Task: Only one span of the listing below is wanted: the lines from the one with "Objective — for every instance of the metal" through the one with "Objective — for every instance of the fortified", reproduced exactly, both ends kept.

Study material:
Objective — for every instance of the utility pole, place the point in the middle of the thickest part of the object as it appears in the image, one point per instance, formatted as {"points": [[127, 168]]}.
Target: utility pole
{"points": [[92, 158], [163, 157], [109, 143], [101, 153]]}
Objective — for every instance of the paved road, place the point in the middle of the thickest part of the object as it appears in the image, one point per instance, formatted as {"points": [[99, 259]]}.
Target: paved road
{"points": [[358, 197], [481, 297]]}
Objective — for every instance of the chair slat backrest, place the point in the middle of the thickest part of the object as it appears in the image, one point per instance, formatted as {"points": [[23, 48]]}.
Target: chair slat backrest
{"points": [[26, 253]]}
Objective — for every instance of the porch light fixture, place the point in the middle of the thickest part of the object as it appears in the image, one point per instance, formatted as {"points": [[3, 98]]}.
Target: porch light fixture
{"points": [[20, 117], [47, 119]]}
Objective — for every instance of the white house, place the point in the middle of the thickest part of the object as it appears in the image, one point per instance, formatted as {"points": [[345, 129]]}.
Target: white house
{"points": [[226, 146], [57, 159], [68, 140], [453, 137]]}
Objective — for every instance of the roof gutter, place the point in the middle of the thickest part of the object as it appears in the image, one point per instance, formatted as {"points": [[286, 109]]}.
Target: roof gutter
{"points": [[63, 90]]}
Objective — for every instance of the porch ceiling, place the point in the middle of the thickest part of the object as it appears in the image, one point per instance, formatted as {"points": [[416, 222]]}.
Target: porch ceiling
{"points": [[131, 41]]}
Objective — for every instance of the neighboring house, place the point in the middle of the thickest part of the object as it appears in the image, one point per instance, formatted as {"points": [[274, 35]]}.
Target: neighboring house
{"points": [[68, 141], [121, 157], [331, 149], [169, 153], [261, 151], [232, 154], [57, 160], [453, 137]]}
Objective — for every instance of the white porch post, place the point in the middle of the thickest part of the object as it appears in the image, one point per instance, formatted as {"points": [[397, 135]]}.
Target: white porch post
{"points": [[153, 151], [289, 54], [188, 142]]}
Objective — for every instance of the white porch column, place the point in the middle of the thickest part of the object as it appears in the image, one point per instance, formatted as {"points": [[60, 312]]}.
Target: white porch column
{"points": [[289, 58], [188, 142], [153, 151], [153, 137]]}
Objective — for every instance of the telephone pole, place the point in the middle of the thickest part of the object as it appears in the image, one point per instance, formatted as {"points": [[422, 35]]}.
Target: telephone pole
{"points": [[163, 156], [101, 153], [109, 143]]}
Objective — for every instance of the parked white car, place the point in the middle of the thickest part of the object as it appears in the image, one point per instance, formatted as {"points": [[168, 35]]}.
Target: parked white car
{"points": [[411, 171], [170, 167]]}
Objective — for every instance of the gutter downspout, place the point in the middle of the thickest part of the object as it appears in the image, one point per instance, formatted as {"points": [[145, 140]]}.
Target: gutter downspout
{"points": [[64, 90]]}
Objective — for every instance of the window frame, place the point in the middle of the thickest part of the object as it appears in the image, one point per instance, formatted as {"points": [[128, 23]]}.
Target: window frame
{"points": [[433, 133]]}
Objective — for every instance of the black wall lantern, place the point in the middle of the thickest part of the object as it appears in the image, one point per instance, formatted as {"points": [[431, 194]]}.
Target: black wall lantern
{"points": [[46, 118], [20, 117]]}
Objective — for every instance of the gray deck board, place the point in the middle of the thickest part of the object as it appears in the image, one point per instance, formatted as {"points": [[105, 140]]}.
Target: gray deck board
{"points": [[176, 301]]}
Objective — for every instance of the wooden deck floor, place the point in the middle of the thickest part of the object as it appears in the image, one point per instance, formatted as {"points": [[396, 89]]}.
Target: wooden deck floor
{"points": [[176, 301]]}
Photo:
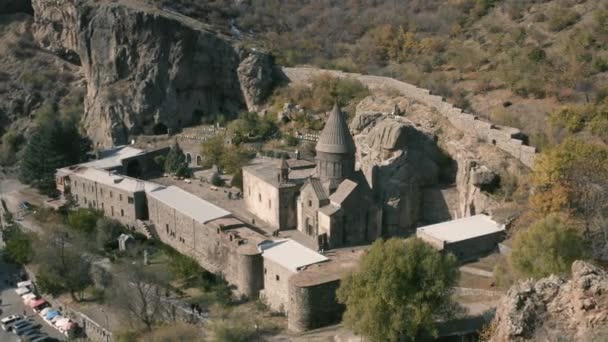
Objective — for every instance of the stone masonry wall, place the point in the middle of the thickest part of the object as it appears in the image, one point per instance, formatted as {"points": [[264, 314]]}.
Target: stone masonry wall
{"points": [[276, 286], [214, 249], [507, 139], [312, 307], [112, 201], [261, 198]]}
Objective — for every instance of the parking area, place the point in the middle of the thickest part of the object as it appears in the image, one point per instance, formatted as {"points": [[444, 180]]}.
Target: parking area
{"points": [[12, 304]]}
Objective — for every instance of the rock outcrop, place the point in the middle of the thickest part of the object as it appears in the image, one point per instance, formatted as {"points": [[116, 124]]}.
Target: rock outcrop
{"points": [[16, 6], [554, 308], [398, 161], [424, 169], [149, 70]]}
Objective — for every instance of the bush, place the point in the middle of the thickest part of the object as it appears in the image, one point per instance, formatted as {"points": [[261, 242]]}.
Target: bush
{"points": [[537, 55], [217, 180], [561, 17], [18, 246], [400, 300], [547, 247], [84, 220]]}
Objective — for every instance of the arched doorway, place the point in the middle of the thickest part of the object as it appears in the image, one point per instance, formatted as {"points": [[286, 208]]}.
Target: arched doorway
{"points": [[134, 169], [159, 129]]}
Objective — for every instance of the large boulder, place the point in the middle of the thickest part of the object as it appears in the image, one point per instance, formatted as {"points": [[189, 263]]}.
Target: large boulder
{"points": [[148, 70], [16, 6], [554, 308], [257, 75]]}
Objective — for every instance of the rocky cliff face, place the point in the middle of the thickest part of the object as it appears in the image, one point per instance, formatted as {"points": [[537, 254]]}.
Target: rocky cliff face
{"points": [[424, 170], [556, 309], [149, 70], [398, 161]]}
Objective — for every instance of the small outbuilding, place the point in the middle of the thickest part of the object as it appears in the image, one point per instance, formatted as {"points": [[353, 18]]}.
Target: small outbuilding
{"points": [[467, 238], [125, 242]]}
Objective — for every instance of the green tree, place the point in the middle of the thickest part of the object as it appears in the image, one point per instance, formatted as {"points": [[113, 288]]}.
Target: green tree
{"points": [[212, 150], [175, 163], [52, 145], [84, 220], [547, 247], [62, 265], [18, 248], [107, 233], [399, 292]]}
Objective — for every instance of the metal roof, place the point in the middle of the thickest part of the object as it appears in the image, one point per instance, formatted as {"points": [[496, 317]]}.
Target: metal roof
{"points": [[188, 204], [462, 229], [342, 192], [335, 137], [116, 181], [112, 158], [318, 189], [290, 254]]}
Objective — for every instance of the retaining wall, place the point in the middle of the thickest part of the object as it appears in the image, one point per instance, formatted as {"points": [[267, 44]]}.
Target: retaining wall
{"points": [[508, 139]]}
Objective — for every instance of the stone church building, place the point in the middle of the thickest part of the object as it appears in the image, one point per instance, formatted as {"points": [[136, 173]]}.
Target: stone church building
{"points": [[329, 200]]}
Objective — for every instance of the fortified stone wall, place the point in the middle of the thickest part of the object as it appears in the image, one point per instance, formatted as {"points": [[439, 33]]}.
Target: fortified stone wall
{"points": [[216, 249], [507, 139], [115, 203], [261, 198], [312, 307], [276, 286]]}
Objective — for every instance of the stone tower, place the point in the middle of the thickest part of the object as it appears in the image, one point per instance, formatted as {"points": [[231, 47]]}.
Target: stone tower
{"points": [[335, 149], [283, 174]]}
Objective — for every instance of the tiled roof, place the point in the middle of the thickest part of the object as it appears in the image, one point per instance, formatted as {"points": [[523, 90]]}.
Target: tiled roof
{"points": [[318, 189], [329, 209], [335, 137]]}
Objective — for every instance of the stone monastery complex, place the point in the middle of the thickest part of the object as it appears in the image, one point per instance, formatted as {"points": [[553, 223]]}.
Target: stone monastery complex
{"points": [[317, 218]]}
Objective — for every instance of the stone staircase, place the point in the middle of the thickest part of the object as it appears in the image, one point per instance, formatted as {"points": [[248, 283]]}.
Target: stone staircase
{"points": [[146, 228]]}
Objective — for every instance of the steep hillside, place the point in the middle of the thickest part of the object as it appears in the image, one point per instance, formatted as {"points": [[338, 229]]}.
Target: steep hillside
{"points": [[33, 83], [555, 309], [149, 70], [510, 61]]}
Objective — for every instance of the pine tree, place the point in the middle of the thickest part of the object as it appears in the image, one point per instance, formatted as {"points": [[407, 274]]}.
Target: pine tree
{"points": [[52, 146], [175, 162]]}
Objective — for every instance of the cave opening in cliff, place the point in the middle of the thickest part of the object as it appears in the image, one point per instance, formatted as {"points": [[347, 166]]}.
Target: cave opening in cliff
{"points": [[159, 129], [134, 169]]}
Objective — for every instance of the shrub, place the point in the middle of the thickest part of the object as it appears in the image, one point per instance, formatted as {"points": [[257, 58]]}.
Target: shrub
{"points": [[401, 299], [547, 247], [560, 18], [537, 55], [570, 118], [217, 180]]}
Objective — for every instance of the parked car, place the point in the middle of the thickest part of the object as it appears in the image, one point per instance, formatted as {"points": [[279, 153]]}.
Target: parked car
{"points": [[42, 338], [29, 335], [25, 205], [9, 320], [18, 324], [20, 331]]}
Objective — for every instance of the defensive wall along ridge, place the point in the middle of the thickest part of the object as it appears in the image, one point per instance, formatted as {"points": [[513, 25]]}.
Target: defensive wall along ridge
{"points": [[508, 139]]}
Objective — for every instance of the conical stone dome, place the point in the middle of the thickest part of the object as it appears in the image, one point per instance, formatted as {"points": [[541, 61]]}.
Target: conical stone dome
{"points": [[335, 137]]}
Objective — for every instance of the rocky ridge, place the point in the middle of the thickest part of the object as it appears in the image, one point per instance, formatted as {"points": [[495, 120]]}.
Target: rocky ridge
{"points": [[147, 70], [425, 169], [554, 308]]}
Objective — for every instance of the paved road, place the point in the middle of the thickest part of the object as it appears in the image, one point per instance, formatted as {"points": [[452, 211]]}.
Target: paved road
{"points": [[12, 303]]}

Response to the exercise:
Objective — for every instance of the metal roof, place the point in the middle of the thickest part of the object as it appears in the image, one point per instance, formatted as {"points": [[496, 317]]}.
Target: metal roof
{"points": [[188, 204], [462, 229], [342, 192], [335, 137], [116, 181], [112, 158], [318, 189], [290, 254]]}
Objective — for every instance of the retaining wall, place the point in the middle of the thickest part of the object as it appears in the image, one point per instance, formatted as {"points": [[267, 44]]}.
Target: retaining wall
{"points": [[508, 139]]}
Objective — for every instance of the stone church building, place the point in the middle of the thickest part of the object as it appears in the image, one point per instance, formatted as {"points": [[136, 173]]}.
Target: stone church building
{"points": [[329, 200]]}
Objective — for every instance of the fortified stone wall, place the point in the middle of the thickest part of the object as it appears in the image, one point per instance, formatted as {"points": [[439, 33]]}.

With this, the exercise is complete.